- _CONSIGNE DE TRAVAIL 1_
Relevez toutes les personnes que le texte sur le fulcrum désigne par le titre « Dr ».
- _CONSIGNE DE TRAVAIL 2_
D'après le texte sur le fulcrum, de quels deux cycles la fluctuation est-elle composée ?

- _DOCUMENT SOURCE_

L’idée selon laquelle la Puissance réside dans ce  point pivot ou fulcrum  immobile  sur lequel s’appuie le bras de levier est un principe  mécanique et perceptif  fondamental de la philosophie clinique ostéopathique. 

 

Nous devons comprendre que cette idée a été étendue par WG Sutherland du mécanisme articulaire et membraneux au corps fluide :  

 

« Je désire que vous attachiez vous aussi de l'importance au fulcrum, pas seulement à celui qui se trouve dans le mécanisme articulaire membraneux, mais plus spécialement le still-point de la fluctuation du liquide céphalo-rachidien. Vous arriverez là plus près de la compréhension de ce que le Dr Still voulait dire quand il parlait de l'élément le plus noble connu dans le corps humain vivant . »

 

Inspirée par son ami le physicien Walter Russel , le Dr Sutherland fait sienne l’idée que le mécanisme respiratoire primaire est régit par une loi d’échange rythmique équilibré sur des fulcrums  entre toutes ses composantes et son environnement :

  «  Un levier bougeant sur ses fulcrums, exprime l’idée de puissance par le mouvement, mais l’idée de puissance est dans le fulcrum immobile, source de puissance. Elle n’est pas dans le levier en mouvement. S’il ne possède pas l’immobilité du fulcrum à partir duquel prolonger l’apparence de la puissance, le levier est à la fois sans puissance et sans mouvement. » (Russell 1994, 39). 

 

Ainsi le Dr Sutherland déclare-t-’il : 

  « Un fulcrum est un mécanisme immobile ; le levier bouge sur lui et en tire sa puissance. En cours d’utilisation, la position du fulcrum sur le levier peut se trouver modifiée mais il demeure un mécanisme d’équilibre immobile à partir duquel le levier opère et obtient sa puissance. Lorsque le technicien crânien visualise clairement le fonctionnement de ce mécanisme, et ressent le toucher connaissant, il a l’impression que tout devient vivant  . »

 

C’est la capacité d’écoute et de synchronisation avec les fulcrums tissulaires ou fluidiques qui confère à l’ostéopathe sa capacité à influencer et améliorer les échanges rythmiques équilibrés au sein du corps.

 

En synchronisant son attention avec la puissance immobile résidant au sein du fulcrum,  l’ostéopathe permet à l’ensembles des forces considérées de parvenir à un point d’équilibre à travers lequel le souffle de vie peut démarrer ou re-démarrer le mouvement et la fonction.

 

L’utilisation clinique de cette notion fondamentale en ostéopathie dans le champ crânien a été  le mieux formulée dans son principe dans un article du Dr Thomas Schooley D.O , Le fulcrum :  

 

 

 

 « Si toute matière est en mouvement, et

Si tout mouvement est fluctuant dans sa phase primordiale, et

Puisque la fluctuation est composée de deux cycles , un d'expansion et un de contraction,

Alors la fluctuation est forcément rythmique.

Enregistrements conservés
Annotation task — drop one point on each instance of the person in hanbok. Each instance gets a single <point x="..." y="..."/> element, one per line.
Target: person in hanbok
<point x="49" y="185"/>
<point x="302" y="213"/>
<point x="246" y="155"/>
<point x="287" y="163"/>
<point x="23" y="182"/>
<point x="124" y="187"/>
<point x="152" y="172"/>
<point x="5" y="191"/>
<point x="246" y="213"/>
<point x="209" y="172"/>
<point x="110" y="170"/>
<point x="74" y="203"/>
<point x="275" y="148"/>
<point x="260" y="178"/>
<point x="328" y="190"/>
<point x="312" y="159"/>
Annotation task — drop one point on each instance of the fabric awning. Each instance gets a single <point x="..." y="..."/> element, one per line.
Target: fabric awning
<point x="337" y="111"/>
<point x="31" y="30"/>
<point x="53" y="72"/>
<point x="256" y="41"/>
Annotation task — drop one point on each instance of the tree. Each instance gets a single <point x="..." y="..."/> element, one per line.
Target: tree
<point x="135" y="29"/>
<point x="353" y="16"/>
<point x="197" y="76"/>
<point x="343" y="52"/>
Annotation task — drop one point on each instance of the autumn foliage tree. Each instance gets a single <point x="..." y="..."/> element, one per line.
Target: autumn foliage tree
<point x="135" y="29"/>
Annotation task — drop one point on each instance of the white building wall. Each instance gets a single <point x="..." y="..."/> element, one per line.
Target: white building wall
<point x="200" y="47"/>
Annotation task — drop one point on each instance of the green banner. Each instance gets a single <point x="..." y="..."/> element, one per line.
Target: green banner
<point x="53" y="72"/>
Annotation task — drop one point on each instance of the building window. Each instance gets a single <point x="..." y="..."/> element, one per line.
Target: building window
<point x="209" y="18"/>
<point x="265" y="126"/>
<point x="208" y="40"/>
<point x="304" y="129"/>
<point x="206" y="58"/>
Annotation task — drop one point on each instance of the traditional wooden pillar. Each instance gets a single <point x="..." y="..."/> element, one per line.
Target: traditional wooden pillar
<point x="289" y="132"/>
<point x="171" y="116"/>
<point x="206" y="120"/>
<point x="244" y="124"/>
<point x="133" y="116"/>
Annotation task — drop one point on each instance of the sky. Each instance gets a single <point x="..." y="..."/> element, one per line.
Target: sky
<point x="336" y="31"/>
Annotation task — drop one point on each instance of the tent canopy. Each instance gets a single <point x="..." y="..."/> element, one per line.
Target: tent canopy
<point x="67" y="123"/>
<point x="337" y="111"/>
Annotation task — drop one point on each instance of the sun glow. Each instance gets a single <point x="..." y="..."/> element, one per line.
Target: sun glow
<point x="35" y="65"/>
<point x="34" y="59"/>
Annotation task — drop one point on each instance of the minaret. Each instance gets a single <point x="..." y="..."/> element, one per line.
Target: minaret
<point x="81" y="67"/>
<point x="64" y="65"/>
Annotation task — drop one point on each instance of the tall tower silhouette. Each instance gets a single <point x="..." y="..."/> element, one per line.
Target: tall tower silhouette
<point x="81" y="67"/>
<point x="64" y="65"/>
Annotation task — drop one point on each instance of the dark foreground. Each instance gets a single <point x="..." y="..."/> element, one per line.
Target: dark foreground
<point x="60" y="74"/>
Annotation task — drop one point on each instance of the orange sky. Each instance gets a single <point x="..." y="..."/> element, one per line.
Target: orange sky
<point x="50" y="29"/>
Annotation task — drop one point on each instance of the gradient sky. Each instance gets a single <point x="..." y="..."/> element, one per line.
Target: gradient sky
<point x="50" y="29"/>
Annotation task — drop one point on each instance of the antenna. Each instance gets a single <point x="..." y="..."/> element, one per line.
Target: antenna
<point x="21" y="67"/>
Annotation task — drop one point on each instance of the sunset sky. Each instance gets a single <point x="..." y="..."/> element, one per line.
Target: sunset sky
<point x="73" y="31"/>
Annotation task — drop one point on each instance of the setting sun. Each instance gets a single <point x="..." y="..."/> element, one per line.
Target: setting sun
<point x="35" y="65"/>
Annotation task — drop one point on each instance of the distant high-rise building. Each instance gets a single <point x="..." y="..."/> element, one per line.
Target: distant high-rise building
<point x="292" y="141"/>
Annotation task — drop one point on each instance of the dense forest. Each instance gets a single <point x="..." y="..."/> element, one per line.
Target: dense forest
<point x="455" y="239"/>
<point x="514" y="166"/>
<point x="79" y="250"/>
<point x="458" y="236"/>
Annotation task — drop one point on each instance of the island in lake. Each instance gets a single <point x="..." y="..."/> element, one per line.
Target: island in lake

- _RÉSULTAT DE LA TÂCHE 1_
Le Dr Still, le Dr Sutherland et le Dr Thomas Schooley.

- _RÉSULTAT DE LA TÂCHE 2_
D'un cycle d'expansion et d'un cycle de contraction.